Please rewrite every line of the items below as a JSON list of strings, one string per line, leaving out blank lines.
[Start]
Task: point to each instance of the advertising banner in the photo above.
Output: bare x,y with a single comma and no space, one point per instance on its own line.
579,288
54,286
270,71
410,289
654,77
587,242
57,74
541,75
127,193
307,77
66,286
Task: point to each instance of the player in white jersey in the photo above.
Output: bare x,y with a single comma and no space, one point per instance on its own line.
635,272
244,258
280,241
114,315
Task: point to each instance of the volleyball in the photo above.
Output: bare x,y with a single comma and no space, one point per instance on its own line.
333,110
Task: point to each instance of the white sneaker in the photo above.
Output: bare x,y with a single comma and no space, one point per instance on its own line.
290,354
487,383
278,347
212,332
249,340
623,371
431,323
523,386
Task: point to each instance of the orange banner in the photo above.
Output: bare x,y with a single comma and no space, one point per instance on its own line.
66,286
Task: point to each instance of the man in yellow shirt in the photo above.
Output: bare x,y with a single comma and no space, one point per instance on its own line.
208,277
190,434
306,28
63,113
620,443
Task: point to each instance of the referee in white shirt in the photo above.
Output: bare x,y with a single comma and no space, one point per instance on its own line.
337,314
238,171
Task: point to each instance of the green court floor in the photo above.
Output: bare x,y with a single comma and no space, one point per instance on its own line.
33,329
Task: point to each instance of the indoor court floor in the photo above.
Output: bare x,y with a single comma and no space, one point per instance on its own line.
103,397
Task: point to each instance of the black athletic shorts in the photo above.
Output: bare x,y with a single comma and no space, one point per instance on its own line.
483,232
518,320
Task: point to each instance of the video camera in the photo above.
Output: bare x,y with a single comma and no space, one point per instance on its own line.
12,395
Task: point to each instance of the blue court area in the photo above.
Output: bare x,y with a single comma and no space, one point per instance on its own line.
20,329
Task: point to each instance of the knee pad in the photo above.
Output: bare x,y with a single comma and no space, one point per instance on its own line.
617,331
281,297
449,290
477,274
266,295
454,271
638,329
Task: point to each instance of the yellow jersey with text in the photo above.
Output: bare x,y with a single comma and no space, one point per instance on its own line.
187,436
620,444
[End]
[Full solution]:
[
  "Task: point to each instance of the advertising banner in the photo above.",
  "Output: bare x,y with a single comma and no space, one point per instance on its own line.",
  "579,288",
  "54,286",
  "270,71",
  "410,289",
  "654,77",
  "587,242",
  "57,74",
  "541,75",
  "127,193",
  "307,77",
  "66,286",
  "Task: point to each instance of the player in white jersey in the photo above.",
  "Output: bare x,y with a single comma and no space, one point per instance on its own line.",
  "635,272",
  "244,258",
  "280,241",
  "114,315",
  "Task: point to each instance of the volleyball in the photo above.",
  "Output: bare x,y with a single comma and no space, one point per instance on its own line.",
  "333,110",
  "Task: point to each instance of the white sneaker in the photo above.",
  "Output: bare x,y with a single comma and no space, one point per instance on its own line.",
  "290,354",
  "487,383",
  "278,347",
  "212,332",
  "249,340",
  "623,371",
  "431,323",
  "523,386",
  "Task: point to each instance of the orange banner in the photo above.",
  "Output: bare x,y with a single comma and no space, one point per instance on its own line.",
  "66,286",
  "Task: point to each instance of the man in yellow shirt in the photo above.",
  "Output: bare x,y with a single comma and no space, one point per instance on its own line.",
  "208,277",
  "190,434",
  "306,28",
  "63,113",
  "620,443",
  "Task: point to each instance of the referee in white shirt in the photo above.",
  "Output: bare x,y with a single comma and no space, one point per instance on its own line.",
  "337,314",
  "238,171",
  "Task: point to each instance of the green court floor in the photo above.",
  "Output: bare x,y with a single comma and no space, one point per instance on its own line.",
  "33,329",
  "Task: point to each instance of the indoor court floor in the photo above.",
  "Output: bare x,y with a single comma and no space, one point per instance on its own line.",
  "103,397",
  "Task: point to each instance of the black athletic shorts in the photo above.",
  "Output: bare x,y with a single comma and no space, one point per instance on its own line.",
  "483,232",
  "518,320",
  "Task: point to each instance of the video camera in the photo above.",
  "Output: bare x,y with a single comma and no space, one point per instance on its own line.",
  "12,395",
  "Task: point to each instance of the blue court area in the photo above.",
  "Output: bare x,y with a single comma and no space, one point per instance on its own line.",
  "20,329",
  "Task: point to each instance of the knee pad in the photo above.",
  "Output: bare x,y with a single comma and no space, one point per instance on its own line.",
  "617,331",
  "281,297",
  "449,290",
  "477,274",
  "266,295",
  "454,271",
  "638,329",
  "Task: point to each instance of the yellow jersey with text in the photo above.",
  "Output: bare x,y with a single comma and no space, one point per instance on its own line.",
  "187,436",
  "620,444"
]